## EXCERPT PROVIDED
=== Begin Enclosure ===
There are signs that China’s  commitment to the initiative is dropping and this is likely to continue as the Chinese economy faces challenges. Beijing will be forced to prioritise certain regions or countries in dispensing belt and road investments. In this, the Indo-Pacific is emerging as a strategic arena. Both the US and China will compete for closer relations with states in the region as the geopolitical competition continues.


One significant aspect of China’s pitch is its economic might. China will seek to highlight its trade and the benefits of its Belt and Road Initiative in helping development.


Given these conditions, examining China’s most significant infrastructure projects in the region more closely is vital. Two recent notable projects are the  China-Laos railway and  Jakarta-Bandung high-speed railway.


Laos and China created the Lao-China Railway Company to build and finance the railway.


This joint venture is held 70:30 between three Chinese state-owned enterprises and one Laotian state-owned company. The project’s total cost is US$5.9 billion, financed in a 60:40 debt-to-equity ratio, which translates to US$3.54 billion of debt – which has been secured from the Export-Import Bank of China – and US$2.36 billion of equity.
=== End Enclosure ===
Extend the passage on China's Belt and Road railway projects, picking up right after its last sentence. The lines after this point are not needed.

## INFORMATION GIVEN
=== Begin Enclosure ===
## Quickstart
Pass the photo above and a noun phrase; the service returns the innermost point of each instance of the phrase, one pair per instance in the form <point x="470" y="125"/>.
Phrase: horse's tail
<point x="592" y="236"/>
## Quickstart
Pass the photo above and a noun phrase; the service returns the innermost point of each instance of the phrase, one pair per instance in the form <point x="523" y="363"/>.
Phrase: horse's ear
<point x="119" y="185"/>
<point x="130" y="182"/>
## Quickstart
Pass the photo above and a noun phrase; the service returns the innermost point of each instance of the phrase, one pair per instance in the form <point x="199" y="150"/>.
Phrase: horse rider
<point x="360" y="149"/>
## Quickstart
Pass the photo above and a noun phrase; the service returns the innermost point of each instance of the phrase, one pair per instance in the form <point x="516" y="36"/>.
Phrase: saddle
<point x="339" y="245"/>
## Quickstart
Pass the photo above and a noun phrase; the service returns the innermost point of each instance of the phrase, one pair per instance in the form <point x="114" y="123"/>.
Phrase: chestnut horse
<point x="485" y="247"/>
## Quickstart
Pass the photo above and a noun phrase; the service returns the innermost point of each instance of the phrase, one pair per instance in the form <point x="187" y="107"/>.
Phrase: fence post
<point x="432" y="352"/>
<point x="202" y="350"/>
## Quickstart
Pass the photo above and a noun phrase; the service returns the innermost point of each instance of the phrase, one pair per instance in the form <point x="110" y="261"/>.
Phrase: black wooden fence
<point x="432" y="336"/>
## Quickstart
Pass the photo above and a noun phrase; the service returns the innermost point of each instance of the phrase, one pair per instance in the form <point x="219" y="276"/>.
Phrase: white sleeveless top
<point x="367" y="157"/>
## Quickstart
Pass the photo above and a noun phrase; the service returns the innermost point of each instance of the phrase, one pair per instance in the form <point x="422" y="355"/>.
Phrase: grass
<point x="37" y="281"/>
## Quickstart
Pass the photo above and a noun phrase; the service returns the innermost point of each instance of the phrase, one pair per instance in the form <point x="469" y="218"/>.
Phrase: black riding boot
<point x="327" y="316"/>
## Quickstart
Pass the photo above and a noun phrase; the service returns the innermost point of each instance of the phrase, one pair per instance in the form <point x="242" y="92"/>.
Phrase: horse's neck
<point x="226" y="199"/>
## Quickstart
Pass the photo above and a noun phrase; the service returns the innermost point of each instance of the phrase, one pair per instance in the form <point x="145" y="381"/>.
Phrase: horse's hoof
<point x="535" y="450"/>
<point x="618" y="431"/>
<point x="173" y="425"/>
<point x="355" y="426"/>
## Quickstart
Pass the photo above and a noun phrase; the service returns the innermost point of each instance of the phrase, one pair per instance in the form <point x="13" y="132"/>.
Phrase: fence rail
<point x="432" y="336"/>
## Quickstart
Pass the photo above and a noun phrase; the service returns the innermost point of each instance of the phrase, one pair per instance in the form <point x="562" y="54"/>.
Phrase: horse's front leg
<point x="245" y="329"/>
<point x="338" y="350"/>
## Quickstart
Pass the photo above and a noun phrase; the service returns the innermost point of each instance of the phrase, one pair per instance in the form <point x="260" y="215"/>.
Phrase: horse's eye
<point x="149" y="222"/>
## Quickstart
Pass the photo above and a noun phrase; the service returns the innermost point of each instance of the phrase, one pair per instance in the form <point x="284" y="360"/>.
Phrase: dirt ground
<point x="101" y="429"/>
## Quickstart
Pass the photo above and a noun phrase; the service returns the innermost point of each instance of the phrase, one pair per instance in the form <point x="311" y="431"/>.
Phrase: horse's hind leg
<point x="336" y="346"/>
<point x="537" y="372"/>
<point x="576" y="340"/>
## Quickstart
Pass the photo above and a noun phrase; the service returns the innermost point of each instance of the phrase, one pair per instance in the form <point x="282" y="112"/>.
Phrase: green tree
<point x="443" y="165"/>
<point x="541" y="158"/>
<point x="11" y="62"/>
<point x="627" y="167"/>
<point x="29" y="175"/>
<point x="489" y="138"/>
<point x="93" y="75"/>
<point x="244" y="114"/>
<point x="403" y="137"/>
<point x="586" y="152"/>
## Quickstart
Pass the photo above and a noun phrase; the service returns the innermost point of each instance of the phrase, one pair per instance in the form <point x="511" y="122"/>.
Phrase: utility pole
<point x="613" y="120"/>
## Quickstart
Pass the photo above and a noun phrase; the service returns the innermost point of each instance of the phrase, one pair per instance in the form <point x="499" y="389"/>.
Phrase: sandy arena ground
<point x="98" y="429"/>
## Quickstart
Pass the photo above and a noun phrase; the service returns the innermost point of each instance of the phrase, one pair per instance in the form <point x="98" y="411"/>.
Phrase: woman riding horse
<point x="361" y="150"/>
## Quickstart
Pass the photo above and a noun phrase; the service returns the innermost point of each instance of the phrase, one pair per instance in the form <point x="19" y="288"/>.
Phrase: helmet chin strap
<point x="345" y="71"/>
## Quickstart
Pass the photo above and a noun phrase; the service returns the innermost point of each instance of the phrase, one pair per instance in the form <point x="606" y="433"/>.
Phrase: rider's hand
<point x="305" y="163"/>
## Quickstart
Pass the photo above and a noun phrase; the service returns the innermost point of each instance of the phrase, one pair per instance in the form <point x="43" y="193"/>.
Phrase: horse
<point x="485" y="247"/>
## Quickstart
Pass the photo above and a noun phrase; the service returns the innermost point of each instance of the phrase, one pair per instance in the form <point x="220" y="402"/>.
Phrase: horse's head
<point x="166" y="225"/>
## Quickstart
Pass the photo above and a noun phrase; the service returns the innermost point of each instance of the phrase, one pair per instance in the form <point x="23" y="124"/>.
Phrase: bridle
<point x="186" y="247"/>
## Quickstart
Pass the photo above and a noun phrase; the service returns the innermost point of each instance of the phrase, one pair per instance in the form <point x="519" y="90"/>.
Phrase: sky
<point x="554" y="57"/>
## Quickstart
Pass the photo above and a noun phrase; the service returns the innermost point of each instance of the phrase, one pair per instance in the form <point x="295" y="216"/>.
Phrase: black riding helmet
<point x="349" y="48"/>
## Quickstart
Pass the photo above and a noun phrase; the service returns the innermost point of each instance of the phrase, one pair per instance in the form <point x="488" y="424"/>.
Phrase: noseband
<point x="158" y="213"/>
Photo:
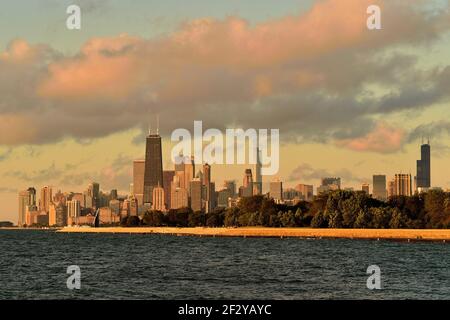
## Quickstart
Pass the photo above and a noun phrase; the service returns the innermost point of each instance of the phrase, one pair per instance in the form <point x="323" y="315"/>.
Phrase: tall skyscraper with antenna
<point x="257" y="182"/>
<point x="424" y="166"/>
<point x="153" y="171"/>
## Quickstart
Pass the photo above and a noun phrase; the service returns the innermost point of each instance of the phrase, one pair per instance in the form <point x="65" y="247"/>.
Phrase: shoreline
<point x="263" y="232"/>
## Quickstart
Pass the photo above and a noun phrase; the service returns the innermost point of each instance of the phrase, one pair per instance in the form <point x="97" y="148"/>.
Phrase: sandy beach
<point x="393" y="234"/>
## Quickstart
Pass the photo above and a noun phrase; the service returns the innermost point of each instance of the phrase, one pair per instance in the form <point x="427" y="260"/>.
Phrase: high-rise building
<point x="379" y="187"/>
<point x="73" y="211"/>
<point x="168" y="178"/>
<point x="196" y="194"/>
<point x="247" y="184"/>
<point x="366" y="188"/>
<point x="158" y="201"/>
<point x="153" y="176"/>
<point x="93" y="191"/>
<point x="113" y="194"/>
<point x="223" y="196"/>
<point x="179" y="198"/>
<point x="402" y="185"/>
<point x="306" y="191"/>
<point x="424" y="167"/>
<point x="329" y="184"/>
<point x="27" y="199"/>
<point x="276" y="190"/>
<point x="257" y="182"/>
<point x="133" y="205"/>
<point x="391" y="188"/>
<point x="231" y="186"/>
<point x="57" y="215"/>
<point x="208" y="190"/>
<point x="46" y="198"/>
<point x="138" y="180"/>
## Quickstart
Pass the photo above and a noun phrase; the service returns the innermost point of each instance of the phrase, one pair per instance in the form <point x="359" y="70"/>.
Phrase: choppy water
<point x="33" y="265"/>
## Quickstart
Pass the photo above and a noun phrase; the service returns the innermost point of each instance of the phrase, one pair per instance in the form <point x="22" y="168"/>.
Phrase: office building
<point x="168" y="178"/>
<point x="27" y="198"/>
<point x="153" y="171"/>
<point x="257" y="181"/>
<point x="158" y="201"/>
<point x="402" y="185"/>
<point x="196" y="194"/>
<point x="365" y="187"/>
<point x="379" y="187"/>
<point x="45" y="199"/>
<point x="276" y="190"/>
<point x="423" y="177"/>
<point x="73" y="211"/>
<point x="306" y="192"/>
<point x="138" y="180"/>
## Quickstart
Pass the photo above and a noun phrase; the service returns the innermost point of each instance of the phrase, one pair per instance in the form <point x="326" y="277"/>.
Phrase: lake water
<point x="33" y="265"/>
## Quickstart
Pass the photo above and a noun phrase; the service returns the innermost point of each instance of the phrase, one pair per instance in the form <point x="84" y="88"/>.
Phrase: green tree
<point x="363" y="220"/>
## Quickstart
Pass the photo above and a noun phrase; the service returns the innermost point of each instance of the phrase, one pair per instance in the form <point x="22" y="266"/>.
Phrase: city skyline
<point x="69" y="133"/>
<point x="188" y="189"/>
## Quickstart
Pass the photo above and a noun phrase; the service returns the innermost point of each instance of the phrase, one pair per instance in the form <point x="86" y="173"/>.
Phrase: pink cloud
<point x="383" y="138"/>
<point x="116" y="67"/>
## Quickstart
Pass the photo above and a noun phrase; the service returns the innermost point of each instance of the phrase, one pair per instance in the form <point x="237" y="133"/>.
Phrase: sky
<point x="75" y="105"/>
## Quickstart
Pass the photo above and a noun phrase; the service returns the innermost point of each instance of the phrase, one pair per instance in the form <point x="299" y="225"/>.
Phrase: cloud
<point x="305" y="172"/>
<point x="383" y="139"/>
<point x="308" y="75"/>
<point x="433" y="130"/>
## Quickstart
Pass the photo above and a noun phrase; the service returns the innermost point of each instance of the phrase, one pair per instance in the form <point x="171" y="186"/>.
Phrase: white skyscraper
<point x="257" y="182"/>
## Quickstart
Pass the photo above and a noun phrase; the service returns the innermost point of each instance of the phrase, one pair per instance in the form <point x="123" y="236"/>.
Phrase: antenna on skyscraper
<point x="157" y="124"/>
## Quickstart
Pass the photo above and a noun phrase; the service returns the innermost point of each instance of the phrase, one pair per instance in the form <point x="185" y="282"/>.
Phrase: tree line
<point x="335" y="209"/>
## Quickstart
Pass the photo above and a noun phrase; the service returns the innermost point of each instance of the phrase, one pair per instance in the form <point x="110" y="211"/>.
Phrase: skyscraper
=== End Enclosure ===
## TASK OUTPUT
The aim? To construct 672km of railway between Vientiane, the Laotian capital, and Kunming, in China’s Yunnan province.


This railway is critical to facilitating bilateral trade. Trade between Laos and China has been growing and between November 2022 and November 2023, China’s exports to Laos increased by US$145 million while imports rose by US$35.7 million. Commodities (US$27.7 million) and computers (US$12 million) dominated the increase in China’s exports to Laos.


But not all have benefited from the railroad construction. Over 4,000 homes had to make way for construction, and the compensation was reportedly insufficient to make up for the loss of agricultural income.


Moreover, the long-term environmental impact is not clear due to the inadequate environmental assessment. Specifically, water in the Houay Pamom Creek in the Vang Vieng district’s Phahom village has been polluted by the waste produced by the tunnel construction. As a villager told the local news back in 2020: “We can’t fish in the creek, and we can’t eat fish taken from the creek.”


As for the Jakarta-Bandung high-speed railway, on May 14, 2017, China Development Bank signed a nearly US$4 billion loan agreement with PT Kereta Cepat Indonesia China for the project. The loan consists of two parts. A US dollar-denominated portion worth over US$2.3 billion with a 40-year maturity, 10-year grace period, 2 per cent interest rate and no sovereign guarantee. The other is a yuan-denominated portion worth over US$1.5 billion with a 40-year maturity, a 10-year grace period, 3.46 per cent interest and no sovereign guarantee.


The total cost of the railroad was initially estimated at around US$5.3 billion, to be financed with a 75:25 debt-to-equity ratio.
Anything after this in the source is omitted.